WRITTEN REQUEST: Pick up the mailing-list reply about SR-IOV virtual functions and udev device naming where it stops, and continue it in the same voice.

DOCUMENT EXCERPT:
▼

On Mon, 2011-08-22 at 05:17 -0400, Laine Stump wrote:
> For some reason beyond my comprehension, the designers of SRIOV ethernet 
> cards decided that the virtual functions (VF) of the card (each VF 
> corresponds to an ethernet device, e.g. "eth10") should each be given a 
> new+different+random MAC address each time the hardware is rebooted. 

I read this is to avoid wasting MAC addresses from the vendor's pool
which might never be used

> Normally, udev keeps a persistent table that associates each known MAC 
> address with an ethernet device name - any time an ethernet device with 
> a previously-unknown MAC address is found, a new device name is 
> allocated ("eth11", etc) and the newly found MAC address is associated 
> with that device name. When an ethernet device is an SRIOV VF, though, 
> udev doesn't persist the MAC address, so at each boot a device is found 
> with a new MAC addres, but the device name from the previous boot is 
> "unused" so magically the device ends up with the same name even though 
> the MAC address has changed.

RHEL 6.1 seems to use the PCI id to manage the inteface name
in /etc/udev/rules.d/70-persistent-net.rules:

# PCI device 0x8086:0x10ed (ixgbevf)
SUBSYSTEM=="net", ACTION=="add", ATTR{dev_id}=="0x0",
KERNELS=="0000:15:10.0", ATTR{type}=="1", KERNEL=="eth*", NAME="eth8"

▲

DATA SUPPLIED:
▼

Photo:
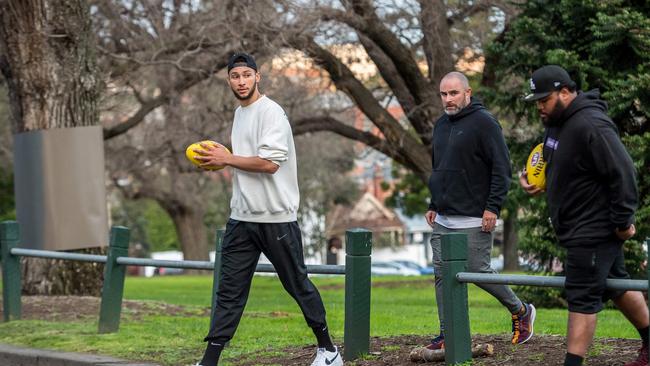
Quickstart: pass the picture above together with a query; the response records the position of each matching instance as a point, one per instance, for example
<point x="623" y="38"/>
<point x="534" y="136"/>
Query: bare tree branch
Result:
<point x="331" y="124"/>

▲

IN RESPONSE:
> When this device is assigned to a guest via PCI passthrough, though, the 
> guest doesn't have the necessary information to realize that it's 
> actually an SRIOV VF, so the guest's udev persists the MAC address - on 
> the first boot of host+guest, the guest will see it has, e.g., mac 
> address 11:22:33:44:55:66 and udev will add an entry to its persistent 
> table remembering that 11:22:33:44:55:66="eth0". If the host reboots, 
> though, the VF will get a new MAC address, and when the guest boots, it 
> will see a new MAC address (e.g. "66:55:44:33:22:11") and think that 
> there's a different card, so it will create a new device (and a new udev 
> entry - 66:55:44:33:22:11="eth1"). This will repeat each time the host 
> reboots, with the obvious undesired consequences.
> 
> This makes using SRIOV VFs via PCI passthrough very unpalatable. The 
> problem can be solved by setting the MAC address of the ethernet device 
> prior to assigning it to the guest, but of course the <hostdev> element 
> used to assign PCI devices to guests has no place to specify a MAC 
> address (and I'm not sure it would be appropriate to add something that 
> function-specific to <hostdev>). Dave Allan and I have discussed a 
> different possible method of eliminating this problem (using a new 
> forward type for libvirt networks) that I've outlined below. Please let 
> me know what you think - is this reasonable in general? If so, what 
> about the details? If not, any counter-proposals to solve the problem?
> 
> Providing Predictable/Configurable MAC Addresses for SRIOV VFs used via 
> PCI Passthrough:
> 
> 1) <network> will have a new forward type='hardware'. When forward 
> type='hardware', a pool of ethernet interfaces can be specified, just as 
> for the forward types "bridge", "vepa", "private", and "passthrough". At 
> this point, that's the only thing that I've determined is needed in the 
> network definition.

type='hostdev'?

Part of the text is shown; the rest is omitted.